** Fragmento del documento **
-----
Ana Belén del Pozo
A mediados de noviembre de 1936 un grupo de niños dejó Madrid y a sus familias rumbo a Valencia. Eran sólo unos pocos de los miles de niños evacuados por el Gobierno de la República para protegerlos del bombardeo de la ciudad por los franquistas. Entre ellos, sin saber muy bien cómo terminaría este viaje iban tres hermanos –Maruja del Pozo (12 años), Antonia (10 años) y Ángel (8 años)-. Pilar (14 años) era demasiado mayor para unirse a la expedición. Me llamo Ana Belén del Pozo. Ángel es mi padre y todavía puede contar estos hechos y mostrar la fotografía que les hicieron a los tres unos días antes de salir.
Mi padre y sus hermanas se subieron al tren sin saber si volverían a ver a sus padres. Después de varias horas de viaje con muchísimas paradas llegaron a la estación de Utiel, un pueblo a 80 kilómetros de Valencia. Por lo que cuenta, la organización de la acogida de los niños fue bastante caótica y aunque les habían dicho que estarían todos juntos en una casa cuna o albergue lo cierto es que los fueron repartiendo en las casas de los vecinos que con voluntad de colaborar se acercaron a recibirlos al ayuntamiento. Ahora, existen investigaciones que documentan la insalubridad y el hacinamiento de los hospicios que habían sido habilitados como colonias en esa época, así es que puede decirse que tuvieron “suerte” de que no funcionase el plan inicial.
-----
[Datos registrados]
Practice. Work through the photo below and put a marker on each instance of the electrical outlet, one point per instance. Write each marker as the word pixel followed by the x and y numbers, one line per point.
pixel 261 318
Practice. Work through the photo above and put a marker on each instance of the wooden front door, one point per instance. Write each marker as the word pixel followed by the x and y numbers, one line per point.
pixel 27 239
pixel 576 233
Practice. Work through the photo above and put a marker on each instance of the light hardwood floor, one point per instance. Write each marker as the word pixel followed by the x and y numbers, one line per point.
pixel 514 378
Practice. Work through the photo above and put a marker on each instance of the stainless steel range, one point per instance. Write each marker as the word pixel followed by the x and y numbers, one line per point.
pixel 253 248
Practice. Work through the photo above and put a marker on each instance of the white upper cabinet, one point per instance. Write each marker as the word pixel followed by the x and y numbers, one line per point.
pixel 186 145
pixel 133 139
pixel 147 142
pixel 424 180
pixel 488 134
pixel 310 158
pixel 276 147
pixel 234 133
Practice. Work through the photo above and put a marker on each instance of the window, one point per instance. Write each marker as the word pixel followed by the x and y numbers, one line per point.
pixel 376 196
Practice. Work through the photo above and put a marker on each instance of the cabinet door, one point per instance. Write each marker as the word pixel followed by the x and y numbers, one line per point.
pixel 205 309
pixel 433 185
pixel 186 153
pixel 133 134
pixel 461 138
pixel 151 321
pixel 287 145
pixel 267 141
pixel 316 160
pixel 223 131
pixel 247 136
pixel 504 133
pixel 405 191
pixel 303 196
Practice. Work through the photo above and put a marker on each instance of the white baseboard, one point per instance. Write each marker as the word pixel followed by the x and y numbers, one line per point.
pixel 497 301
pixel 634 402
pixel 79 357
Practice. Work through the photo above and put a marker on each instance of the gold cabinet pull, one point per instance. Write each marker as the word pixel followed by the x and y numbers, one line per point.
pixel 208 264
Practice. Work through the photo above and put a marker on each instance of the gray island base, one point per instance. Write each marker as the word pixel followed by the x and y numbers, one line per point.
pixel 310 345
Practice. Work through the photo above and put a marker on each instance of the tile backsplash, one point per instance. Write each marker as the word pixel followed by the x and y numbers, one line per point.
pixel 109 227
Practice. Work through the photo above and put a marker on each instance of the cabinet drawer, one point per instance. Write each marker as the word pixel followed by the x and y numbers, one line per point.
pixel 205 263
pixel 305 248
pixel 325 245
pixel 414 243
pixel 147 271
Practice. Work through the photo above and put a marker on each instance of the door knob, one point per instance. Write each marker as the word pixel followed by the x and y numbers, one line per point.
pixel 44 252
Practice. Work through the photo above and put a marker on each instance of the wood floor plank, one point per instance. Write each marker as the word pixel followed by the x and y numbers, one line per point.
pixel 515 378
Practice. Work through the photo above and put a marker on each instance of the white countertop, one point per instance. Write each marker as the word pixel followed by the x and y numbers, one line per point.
-----
** Problema 1 **
Transcribe del relato de la evacuación de los niños el fragmento que va desde "Mi padre y sus" hasta "el plan inicial.", ambos incluidos.
** Problema 2 **
Prolonga el relato de la evacuación de los niños a partir de su última frase.
Las entradas son un material aparte, ajeno al relato de la evacuación de los niños.

** Respuesta escrita 1 **
Mi padre y sus hermanas se subieron al tren sin saber si volverían a ver a sus padres. Después de varias horas de viaje con muchísimas paradas llegaron a la estación de Utiel, un pueblo a 80 kilómetros de Valencia. Por lo que cuenta, la organización de la acogida de los niños fue bastante caótica y aunque les habían dicho que estarían todos juntos en una casa cuna o albergue lo cierto es que los fueron repartiendo en las casas de los vecinos que con voluntad de colaborar se acercaron a recibirlos al ayuntamiento. Ahora, existen investigaciones que documentan la insalubridad y el hacinamiento de los hospicios que habían sido habilitados como colonias en esa época, así es que puede decirse que tuvieron “suerte” de que no funcionase el plan inicial.

** Respuesta escrita 2 **
En Utiel los tres hermanos se quedaron en casa de Pedro Zafrilla. Fue un destino provisional pues mi abuelo, Felipe del Pozo, que era proveedor de abastos en el principal mercado de Madrid tenía conocidos en los pueblos de las comarcas hortofrutícolas de Valencia a los que pidió que se hicieran cargo de sus hijos.
Así fue como llegaron a casa de Luis Polit, un comerciante de frutas y verduras de Beniparrell que acogió a los niños. Maruja pronto regresó a Madrid lo que da cuenta de lo improvisada y poco meditada que había sido su salida. Antonia se quedó con los Polit hasta el final de la guerra. De esa época son las cartas que guardan sus hijos y que nunca se enviaron pues debieron ser un borrador o un diario que escribía mi tía para sobrellevar la falta de comunicación con su familia.
Mi padre, pasó por otra casa más, la de Vicente Pascual y Elvira Tarazona, un matrimonio sin hijos de Paiporta que le cuidaron con cariño hasta el final de la contienda y con quien mantuvo muy buena relación. Alejado de la miseria de Madrid no tiene malos recuerdos de ese periodo más que el de no ver a sus padres. Cuenta que estuvo a punto de morir de tétanos y para que se entretuviera durante las semanas que pasó en cama le regalaron una edición de Las mil y una noñes, un libro de más de 700 páginas, sin imágenes, y con un tamaño de letra tan pequeño que hoy en día sería impensable entregar a un niño de apenas 10 años.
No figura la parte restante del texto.